## TASK INPUTS
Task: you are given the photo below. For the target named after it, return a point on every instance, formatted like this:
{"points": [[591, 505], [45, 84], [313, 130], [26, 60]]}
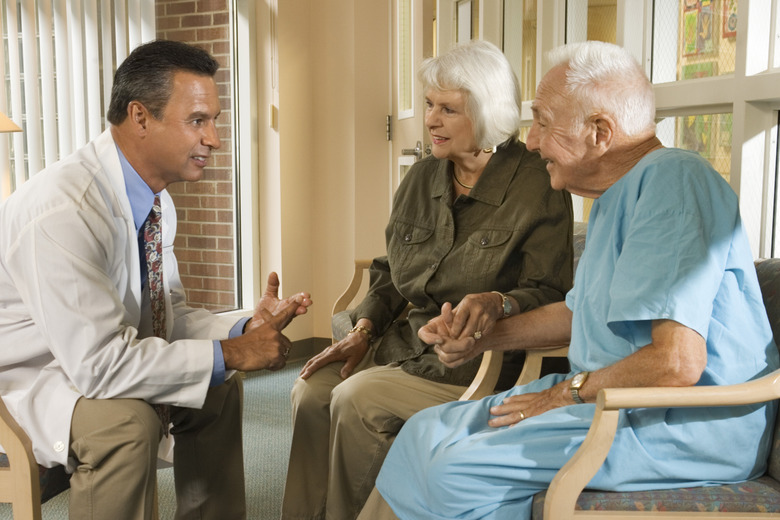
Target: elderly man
{"points": [[99, 353], [665, 295]]}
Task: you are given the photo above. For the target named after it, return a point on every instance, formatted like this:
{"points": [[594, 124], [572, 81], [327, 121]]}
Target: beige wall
{"points": [[330, 200]]}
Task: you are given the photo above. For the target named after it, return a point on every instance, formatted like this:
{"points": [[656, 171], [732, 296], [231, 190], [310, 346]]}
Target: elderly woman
{"points": [[476, 225], [666, 295]]}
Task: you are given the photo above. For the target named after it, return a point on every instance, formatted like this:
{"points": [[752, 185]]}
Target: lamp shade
{"points": [[6, 125]]}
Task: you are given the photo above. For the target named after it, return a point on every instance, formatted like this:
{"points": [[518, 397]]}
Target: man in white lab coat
{"points": [[80, 366]]}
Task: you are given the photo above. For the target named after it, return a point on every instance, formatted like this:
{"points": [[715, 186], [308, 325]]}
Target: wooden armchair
{"points": [[567, 497], [23, 483]]}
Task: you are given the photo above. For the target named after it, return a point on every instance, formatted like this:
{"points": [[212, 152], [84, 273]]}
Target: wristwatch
{"points": [[505, 304], [576, 383]]}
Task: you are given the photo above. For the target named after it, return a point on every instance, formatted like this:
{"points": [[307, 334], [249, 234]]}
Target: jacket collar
{"points": [[494, 182]]}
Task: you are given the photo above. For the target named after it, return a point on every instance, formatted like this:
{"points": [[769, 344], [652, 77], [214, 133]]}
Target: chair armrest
{"points": [[532, 367], [580, 469], [354, 286], [18, 483], [485, 381]]}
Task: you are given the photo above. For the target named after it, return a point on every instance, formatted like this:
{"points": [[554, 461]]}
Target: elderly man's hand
{"points": [[519, 407], [271, 303], [351, 350]]}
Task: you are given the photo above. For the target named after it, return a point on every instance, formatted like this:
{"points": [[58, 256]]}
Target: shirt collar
{"points": [[140, 194], [494, 182]]}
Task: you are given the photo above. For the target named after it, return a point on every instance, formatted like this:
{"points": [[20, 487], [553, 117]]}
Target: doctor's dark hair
{"points": [[146, 76]]}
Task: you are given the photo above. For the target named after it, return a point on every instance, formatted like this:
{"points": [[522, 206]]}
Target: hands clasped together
{"points": [[263, 346], [454, 337]]}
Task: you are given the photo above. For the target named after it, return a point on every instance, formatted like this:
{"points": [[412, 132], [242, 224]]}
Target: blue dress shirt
{"points": [[141, 202]]}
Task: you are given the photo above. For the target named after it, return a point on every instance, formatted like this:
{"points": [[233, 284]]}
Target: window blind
{"points": [[58, 63]]}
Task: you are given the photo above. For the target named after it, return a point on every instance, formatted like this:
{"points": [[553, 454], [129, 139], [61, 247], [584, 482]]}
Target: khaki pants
{"points": [[376, 508], [114, 443], [342, 430]]}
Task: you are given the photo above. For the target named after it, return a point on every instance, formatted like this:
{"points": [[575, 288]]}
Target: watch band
{"points": [[576, 383], [506, 305]]}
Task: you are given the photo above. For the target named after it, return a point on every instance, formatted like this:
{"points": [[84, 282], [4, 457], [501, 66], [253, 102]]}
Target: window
{"points": [[57, 69], [715, 93]]}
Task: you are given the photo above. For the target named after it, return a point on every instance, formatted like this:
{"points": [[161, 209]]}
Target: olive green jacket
{"points": [[512, 234]]}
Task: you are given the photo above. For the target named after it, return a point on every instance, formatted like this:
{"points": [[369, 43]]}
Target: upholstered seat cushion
{"points": [[53, 481], [756, 496]]}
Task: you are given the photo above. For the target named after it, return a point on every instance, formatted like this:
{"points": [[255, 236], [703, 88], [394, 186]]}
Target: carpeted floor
{"points": [[267, 430]]}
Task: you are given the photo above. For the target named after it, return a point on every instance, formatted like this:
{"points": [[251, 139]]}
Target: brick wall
{"points": [[206, 235]]}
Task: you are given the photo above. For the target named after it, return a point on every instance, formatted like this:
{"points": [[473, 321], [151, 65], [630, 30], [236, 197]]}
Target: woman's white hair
{"points": [[481, 71], [604, 77]]}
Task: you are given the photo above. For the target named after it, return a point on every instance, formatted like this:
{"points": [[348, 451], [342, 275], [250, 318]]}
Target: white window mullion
{"points": [[106, 43], [48, 105], [148, 23], [93, 106], [62, 64], [57, 72], [32, 94], [78, 92], [6, 184], [134, 19], [120, 29], [16, 111]]}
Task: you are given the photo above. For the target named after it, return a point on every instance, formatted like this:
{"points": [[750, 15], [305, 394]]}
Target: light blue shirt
{"points": [[141, 201]]}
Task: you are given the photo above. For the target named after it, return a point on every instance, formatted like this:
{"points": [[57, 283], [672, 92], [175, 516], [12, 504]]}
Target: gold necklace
{"points": [[461, 183]]}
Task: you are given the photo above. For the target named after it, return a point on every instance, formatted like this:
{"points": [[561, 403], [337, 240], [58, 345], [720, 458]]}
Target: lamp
{"points": [[6, 125]]}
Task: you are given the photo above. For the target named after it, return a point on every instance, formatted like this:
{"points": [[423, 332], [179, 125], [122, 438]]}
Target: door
{"points": [[413, 23]]}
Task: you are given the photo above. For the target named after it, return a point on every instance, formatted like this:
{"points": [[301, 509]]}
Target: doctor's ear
{"points": [[138, 116]]}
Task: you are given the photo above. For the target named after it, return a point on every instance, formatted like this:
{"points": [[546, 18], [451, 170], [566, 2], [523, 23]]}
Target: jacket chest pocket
{"points": [[485, 255], [408, 245]]}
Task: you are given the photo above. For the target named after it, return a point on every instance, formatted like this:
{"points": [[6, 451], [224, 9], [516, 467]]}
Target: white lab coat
{"points": [[73, 321]]}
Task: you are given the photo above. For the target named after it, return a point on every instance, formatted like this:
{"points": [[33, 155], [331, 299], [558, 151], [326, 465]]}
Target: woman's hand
{"points": [[522, 406], [351, 350], [476, 314]]}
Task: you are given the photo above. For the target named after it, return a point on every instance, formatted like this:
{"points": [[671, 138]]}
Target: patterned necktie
{"points": [[154, 274]]}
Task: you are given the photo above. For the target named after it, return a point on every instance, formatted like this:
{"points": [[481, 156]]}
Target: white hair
{"points": [[604, 77], [481, 71]]}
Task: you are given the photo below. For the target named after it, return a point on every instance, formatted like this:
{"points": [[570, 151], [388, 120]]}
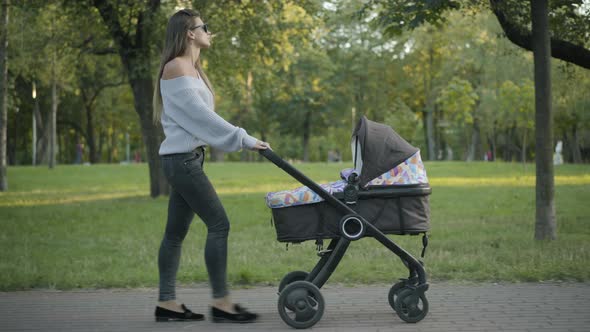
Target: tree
{"points": [[545, 223], [132, 27], [569, 43], [4, 94]]}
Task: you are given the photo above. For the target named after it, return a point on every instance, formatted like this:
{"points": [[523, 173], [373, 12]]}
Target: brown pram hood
{"points": [[381, 149]]}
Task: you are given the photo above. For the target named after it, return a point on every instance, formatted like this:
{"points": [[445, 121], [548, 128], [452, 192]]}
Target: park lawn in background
{"points": [[95, 226]]}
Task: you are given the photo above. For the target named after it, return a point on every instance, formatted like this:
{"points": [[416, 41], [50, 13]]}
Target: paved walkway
{"points": [[482, 307]]}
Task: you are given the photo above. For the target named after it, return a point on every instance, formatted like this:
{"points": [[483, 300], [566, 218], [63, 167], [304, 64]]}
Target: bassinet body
{"points": [[392, 186]]}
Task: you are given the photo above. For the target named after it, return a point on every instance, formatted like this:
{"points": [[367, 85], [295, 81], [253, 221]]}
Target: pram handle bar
{"points": [[333, 201]]}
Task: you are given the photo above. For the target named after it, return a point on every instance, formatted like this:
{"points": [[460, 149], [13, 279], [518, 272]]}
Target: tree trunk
{"points": [[306, 135], [4, 92], [545, 221], [52, 121], [90, 137], [429, 110], [523, 151], [474, 150], [152, 136], [135, 55], [575, 146]]}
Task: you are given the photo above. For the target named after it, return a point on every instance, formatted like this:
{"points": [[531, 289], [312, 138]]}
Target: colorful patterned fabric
{"points": [[411, 171], [301, 195]]}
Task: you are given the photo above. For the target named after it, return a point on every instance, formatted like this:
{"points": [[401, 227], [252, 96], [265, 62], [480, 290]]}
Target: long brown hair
{"points": [[176, 44]]}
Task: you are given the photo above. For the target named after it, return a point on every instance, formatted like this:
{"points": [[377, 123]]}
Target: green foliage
{"points": [[275, 64], [95, 226], [457, 100]]}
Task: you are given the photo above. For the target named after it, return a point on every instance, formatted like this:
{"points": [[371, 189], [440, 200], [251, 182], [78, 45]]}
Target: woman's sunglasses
{"points": [[204, 26]]}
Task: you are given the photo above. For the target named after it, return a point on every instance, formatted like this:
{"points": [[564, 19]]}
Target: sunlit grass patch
{"points": [[96, 226]]}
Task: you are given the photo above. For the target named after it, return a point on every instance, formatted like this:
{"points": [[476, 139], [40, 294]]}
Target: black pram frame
{"points": [[301, 305]]}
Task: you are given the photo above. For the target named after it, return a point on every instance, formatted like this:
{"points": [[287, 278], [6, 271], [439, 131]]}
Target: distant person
{"points": [[184, 104], [557, 156], [79, 153]]}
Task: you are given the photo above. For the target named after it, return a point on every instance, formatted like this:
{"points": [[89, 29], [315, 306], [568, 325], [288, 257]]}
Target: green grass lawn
{"points": [[95, 226]]}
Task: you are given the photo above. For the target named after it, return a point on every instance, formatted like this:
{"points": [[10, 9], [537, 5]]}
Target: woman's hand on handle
{"points": [[260, 145]]}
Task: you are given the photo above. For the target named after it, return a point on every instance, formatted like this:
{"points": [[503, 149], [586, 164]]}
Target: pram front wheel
{"points": [[292, 277], [411, 305], [301, 305]]}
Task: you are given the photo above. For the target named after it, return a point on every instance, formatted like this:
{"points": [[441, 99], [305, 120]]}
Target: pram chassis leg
{"points": [[320, 264], [327, 264], [413, 265]]}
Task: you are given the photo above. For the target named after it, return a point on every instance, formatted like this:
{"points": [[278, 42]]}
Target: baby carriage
{"points": [[385, 193]]}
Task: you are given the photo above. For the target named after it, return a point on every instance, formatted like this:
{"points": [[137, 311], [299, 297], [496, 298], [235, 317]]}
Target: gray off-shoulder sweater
{"points": [[189, 119]]}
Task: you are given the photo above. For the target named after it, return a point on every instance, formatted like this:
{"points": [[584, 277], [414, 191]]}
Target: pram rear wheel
{"points": [[410, 306], [292, 277], [394, 292], [301, 305]]}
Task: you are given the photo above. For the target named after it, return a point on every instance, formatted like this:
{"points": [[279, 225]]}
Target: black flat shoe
{"points": [[165, 315], [241, 315]]}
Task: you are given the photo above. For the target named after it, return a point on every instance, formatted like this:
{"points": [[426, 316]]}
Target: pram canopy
{"points": [[376, 149], [380, 149]]}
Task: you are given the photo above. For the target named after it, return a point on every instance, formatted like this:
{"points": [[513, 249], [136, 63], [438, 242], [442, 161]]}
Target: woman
{"points": [[184, 104]]}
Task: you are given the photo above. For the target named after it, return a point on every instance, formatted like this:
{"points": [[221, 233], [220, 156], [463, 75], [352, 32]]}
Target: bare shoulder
{"points": [[176, 68]]}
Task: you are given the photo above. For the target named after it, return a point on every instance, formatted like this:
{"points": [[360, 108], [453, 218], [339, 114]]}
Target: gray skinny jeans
{"points": [[192, 193]]}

## DO THIS
Report each line in the rows above that contains the string "shirt", copying the whole line.

## RESULT FOR THIS TASK
Target: shirt collar
Target: blue dress shirt
Target: light blue shirt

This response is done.